◆ DOCUMENT EXTRACT
* * * * * * * * *

BH: You talked about Straw Weisman, who was one of the writers, but the other writer is Lisa Tomei. Did she write the serious version of the film?
RK: No, she wrote the English version for the Japanese part of the film. She was the one sitting down with a translation of the Japanese picture and then reworking that translation into a form that New World and Tony wanted it to do, which led to some comic things when we actually came down to doing the dubbing of it. For example, we would get to a place in the reel, and I would look at the line that she had written for the character. We would all look up at the screen, and measure the spot and say, “Well, we have twice as many words as the character is visually speaking on the screen.”
So we were doing quite a bit of quick improvisational rewriting while we were doing this ADR (Automated Dialogue Replacement) session. I would say to the voice actor, “Okay, here’s what you’re trying to say. Let’s figure out a way to say that with the amount of space that we’ve got available to us.” At that point, we didn’t have any option of recutting or changing anything. We had to make everything fit from the time the mouth opened to the time the mouth closed.
A big challenge with the dubbing was how different Japanese and English are from each other. It seems that there are a lot of words in Japanese that end with an open mouth. So we would have all these shots where the Japanese character would finish their line, but their mouth would be wide open. We would have in our English script a word that was a closed-mouth word, like a “-tion“ or an “-ing“ or something. Clearly, the sound didn’t make any sense with what we were seeing on the screen. So we were trying to figure out how to phrase the line so that the sound would make sense with the image.
I just remember there was one line where the written version was, “So you’re saying we can’t drop the bomb.” But the Japanese character had his mouth wide open at the end of the line. So I had the American actor say, “So you’re saying we can’t drop the bomb, huh?!”
BH: (laughs) I know what line that was.
RK: No matter what we were doing with the regular English line, it just looked absurd in the picture. So finally we did that. We said, “Well, at least it makes sense with what we’re seeing, so we’ll let that go.” It became a running joke. It was like, “So every line we should end with ‘huh’?” Well, it certainly seems to fit the image, but now we’ve introduced another level of comedy — unintentional comedy — into this thing.
By the way, many people say, “Oh, they put ‘Sayonara sucker!’ in there when the pilot is firing at Godzilla in the Tokyo Bay.” I know some fans have said, “Oh, why did they put that in there?” Why not? It was just too good of an opportunity to not do.
BH: Do you have any memories of what happened in the preproduction meetings with Raymond Burr or the other actors or just anybody else?

* * * * * * * * *

Can you write out the part of the dubbing interview word for word, starting with "By the way, many" and going on through "just anybody else?"?

◆ DATA SHOWN
* * * * * * * * *

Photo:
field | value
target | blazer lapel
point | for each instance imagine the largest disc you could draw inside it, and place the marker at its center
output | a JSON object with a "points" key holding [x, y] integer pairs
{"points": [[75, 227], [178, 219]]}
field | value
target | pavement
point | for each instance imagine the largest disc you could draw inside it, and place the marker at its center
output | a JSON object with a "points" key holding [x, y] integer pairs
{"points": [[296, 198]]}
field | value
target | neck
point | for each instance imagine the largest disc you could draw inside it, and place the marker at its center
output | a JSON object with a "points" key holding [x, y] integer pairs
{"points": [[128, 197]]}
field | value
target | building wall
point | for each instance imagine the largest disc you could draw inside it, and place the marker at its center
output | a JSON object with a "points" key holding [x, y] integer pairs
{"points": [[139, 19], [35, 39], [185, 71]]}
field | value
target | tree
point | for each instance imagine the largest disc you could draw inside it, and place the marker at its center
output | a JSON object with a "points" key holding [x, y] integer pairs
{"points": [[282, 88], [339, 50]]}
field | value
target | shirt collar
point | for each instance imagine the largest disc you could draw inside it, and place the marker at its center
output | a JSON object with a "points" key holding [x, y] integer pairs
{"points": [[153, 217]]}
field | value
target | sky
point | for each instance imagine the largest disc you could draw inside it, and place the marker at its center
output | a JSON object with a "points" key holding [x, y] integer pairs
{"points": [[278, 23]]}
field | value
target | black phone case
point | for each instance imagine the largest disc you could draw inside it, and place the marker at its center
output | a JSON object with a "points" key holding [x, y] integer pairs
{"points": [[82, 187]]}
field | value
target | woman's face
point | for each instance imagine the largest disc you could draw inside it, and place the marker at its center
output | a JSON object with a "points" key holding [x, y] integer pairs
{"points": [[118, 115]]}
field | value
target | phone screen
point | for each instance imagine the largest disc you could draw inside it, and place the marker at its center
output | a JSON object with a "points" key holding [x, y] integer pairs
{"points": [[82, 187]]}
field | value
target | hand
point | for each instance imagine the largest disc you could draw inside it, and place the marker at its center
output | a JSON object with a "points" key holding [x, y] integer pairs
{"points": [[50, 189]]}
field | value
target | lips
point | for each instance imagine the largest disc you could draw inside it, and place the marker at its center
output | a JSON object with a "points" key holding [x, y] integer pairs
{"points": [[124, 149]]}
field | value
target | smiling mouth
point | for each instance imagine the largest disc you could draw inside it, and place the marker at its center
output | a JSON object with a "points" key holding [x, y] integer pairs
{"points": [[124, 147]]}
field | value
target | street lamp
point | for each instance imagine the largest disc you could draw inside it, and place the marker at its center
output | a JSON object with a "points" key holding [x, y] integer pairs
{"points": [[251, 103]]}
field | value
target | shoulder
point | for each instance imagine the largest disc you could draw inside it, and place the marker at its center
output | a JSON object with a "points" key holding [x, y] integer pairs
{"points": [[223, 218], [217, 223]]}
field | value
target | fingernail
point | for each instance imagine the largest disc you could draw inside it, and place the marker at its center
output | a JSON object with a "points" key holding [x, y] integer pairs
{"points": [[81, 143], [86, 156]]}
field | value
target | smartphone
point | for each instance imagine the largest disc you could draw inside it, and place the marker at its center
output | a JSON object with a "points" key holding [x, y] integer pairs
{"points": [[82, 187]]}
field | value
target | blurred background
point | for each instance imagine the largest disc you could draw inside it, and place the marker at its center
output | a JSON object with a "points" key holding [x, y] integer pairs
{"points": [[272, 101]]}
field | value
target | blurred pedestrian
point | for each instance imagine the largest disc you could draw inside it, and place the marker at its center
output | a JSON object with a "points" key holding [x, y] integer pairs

* * * * * * * * *

◆ EXERCISE RESPONSE
By the way, many people say, “Oh, they put ‘Sayonara sucker!’ in there when the pilot is firing at Godzilla in the Tokyo Bay.” I know some fans have said, “Oh, why did they put that in there?” Why not? It was just too good of an opportunity to not do.
BH: Do you have any memories of what happened in the preproduction meetings with Raymond Burr or the other actors or just anybody else?